*PROBLEM STATEMENT*. All lines of the following material must be written out exactly as they appear.

*GIVEN DATA*.
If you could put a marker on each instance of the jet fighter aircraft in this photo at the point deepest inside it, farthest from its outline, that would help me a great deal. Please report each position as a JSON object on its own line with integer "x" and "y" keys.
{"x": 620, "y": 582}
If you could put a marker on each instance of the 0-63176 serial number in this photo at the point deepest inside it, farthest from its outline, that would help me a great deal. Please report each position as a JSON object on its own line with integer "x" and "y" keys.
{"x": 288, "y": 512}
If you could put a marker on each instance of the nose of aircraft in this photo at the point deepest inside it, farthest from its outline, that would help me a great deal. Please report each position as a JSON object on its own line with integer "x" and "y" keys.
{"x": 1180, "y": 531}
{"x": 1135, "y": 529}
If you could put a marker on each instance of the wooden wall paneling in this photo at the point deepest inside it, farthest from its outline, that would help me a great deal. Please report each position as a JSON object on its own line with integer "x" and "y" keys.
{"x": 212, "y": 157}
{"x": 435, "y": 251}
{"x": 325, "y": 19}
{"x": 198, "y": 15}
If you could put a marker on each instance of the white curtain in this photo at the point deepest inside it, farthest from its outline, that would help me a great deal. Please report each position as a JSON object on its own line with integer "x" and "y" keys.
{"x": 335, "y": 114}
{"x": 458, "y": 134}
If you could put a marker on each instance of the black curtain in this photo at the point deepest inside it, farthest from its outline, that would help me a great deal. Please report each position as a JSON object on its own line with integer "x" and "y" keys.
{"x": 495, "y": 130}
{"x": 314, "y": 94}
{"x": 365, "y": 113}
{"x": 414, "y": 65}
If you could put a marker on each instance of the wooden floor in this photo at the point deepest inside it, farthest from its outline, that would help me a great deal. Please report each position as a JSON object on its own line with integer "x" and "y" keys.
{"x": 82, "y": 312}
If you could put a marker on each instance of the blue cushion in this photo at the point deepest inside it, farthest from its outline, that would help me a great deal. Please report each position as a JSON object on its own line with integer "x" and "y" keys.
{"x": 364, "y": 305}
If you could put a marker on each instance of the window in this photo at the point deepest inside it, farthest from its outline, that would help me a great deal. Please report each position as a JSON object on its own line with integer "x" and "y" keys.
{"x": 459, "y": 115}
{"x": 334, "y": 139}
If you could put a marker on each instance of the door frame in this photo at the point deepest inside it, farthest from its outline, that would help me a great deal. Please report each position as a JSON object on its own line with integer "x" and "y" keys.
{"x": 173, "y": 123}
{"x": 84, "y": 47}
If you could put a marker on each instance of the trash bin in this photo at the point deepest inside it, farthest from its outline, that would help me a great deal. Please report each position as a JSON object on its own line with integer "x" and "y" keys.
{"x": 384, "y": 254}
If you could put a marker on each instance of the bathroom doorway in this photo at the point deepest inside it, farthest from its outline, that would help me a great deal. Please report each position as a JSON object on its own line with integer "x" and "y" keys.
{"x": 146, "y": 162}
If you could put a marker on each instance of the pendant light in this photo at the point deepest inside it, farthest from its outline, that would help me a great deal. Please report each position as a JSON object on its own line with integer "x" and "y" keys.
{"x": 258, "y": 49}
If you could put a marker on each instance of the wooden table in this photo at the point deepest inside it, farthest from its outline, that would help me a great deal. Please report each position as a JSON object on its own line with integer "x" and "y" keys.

*ANSWER SECTION*.
If you could put a marker on each instance of the jet fighter aircraft in this photo at the point deepest inside it, farthest from its outline, that would help me a great deal. Please report each position as a JSON object on its own line with integer "x" and "y" keys.
{"x": 620, "y": 582}
If you could put a marker on each instance of the 0-63176 serial number in this photo at the point deepest inside it, farthest from its outline, that would help me a great deal. Please report each position as a JSON object on its own line with integer "x" and "y" keys.
{"x": 288, "y": 512}
If you could put a marker on each instance of the nose of aircraft in this photo at the point deepest inside it, farthest from its outline, that would help me a great deal. Please report each position as a JSON object on its own line with integer "x" and "y" keys.
{"x": 1180, "y": 531}
{"x": 1135, "y": 529}
If you could put a marker on each instance of the wooden wall paneling in this photo at the point deepest inside it, farthest from its outline, that would help me a great deal. Please report each position as a JSON object on its own line with integer "x" and "y" keys.
{"x": 212, "y": 157}
{"x": 435, "y": 251}
{"x": 325, "y": 19}
{"x": 198, "y": 15}
If you could put a marker on each instance of the white curtain in this photo at the point deepest inside it, farthest from its outline, that would help me a great deal. Please report each position as a JSON object on its own line with integer "x" and "y" keys.
{"x": 335, "y": 114}
{"x": 458, "y": 134}
If you could put a marker on each instance of the black curtain in this photo at the point deepest inside it, farthest from its outline, that would help me a great deal. Please report each position as a JSON object on its own line with integer "x" and "y" keys.
{"x": 495, "y": 130}
{"x": 314, "y": 94}
{"x": 365, "y": 113}
{"x": 414, "y": 65}
If you could put a marker on each instance of the wooden floor in this photo at the point deepest inside it, farthest from its outline, that would help me a great deal. Please report each position as a JSON object on its own line with integer "x" and "y" keys.
{"x": 82, "y": 312}
If you could put a marker on each instance of the blue cushion in this photo at the point deepest inside it, farthest from its outline, that would help me a great deal. Please report each position as a JSON object on its own line with integer "x" and "y" keys.
{"x": 364, "y": 305}
If you could put a marker on each instance of the window in this photo at the point deepest inside it, farthest from its outline, that would help me a great deal. Please report each position as a JSON object on its own line with integer "x" and "y" keys.
{"x": 459, "y": 115}
{"x": 334, "y": 139}
If you could put a marker on each instance of the door frame in this photo at the point deepest inside it, farthest from its outline, that would help me a great deal. Please report each position as a JSON object on its own line with integer "x" and "y" keys.
{"x": 173, "y": 123}
{"x": 84, "y": 47}
If you could put a marker on each instance of the trash bin in this photo at the point deepest inside it, farthest from its outline, that would help me a great deal. Please report each position as a JSON object on its own line with integer "x" and "y" keys.
{"x": 384, "y": 254}
If you could put a marker on each instance of the bathroom doorway in this photo at the point deepest inside it, farthest from its outline, that would help me a great deal. Please report each position as a JSON object on its own line with integer "x" and "y" keys.
{"x": 146, "y": 162}
If you could put a marker on each instance of the pendant light in this photo at the point deepest inside it, farthest from its outline, that would help me a great deal. Please report each position as a JSON object on its own line with integer "x" and "y" keys.
{"x": 258, "y": 49}
If you could put a marker on each instance of the wooden table in this photo at the point deepest inside it, farthest from its outline, that would help me a great deal. Please report each position as a JSON object on its own line with integer "x" and "y" keys.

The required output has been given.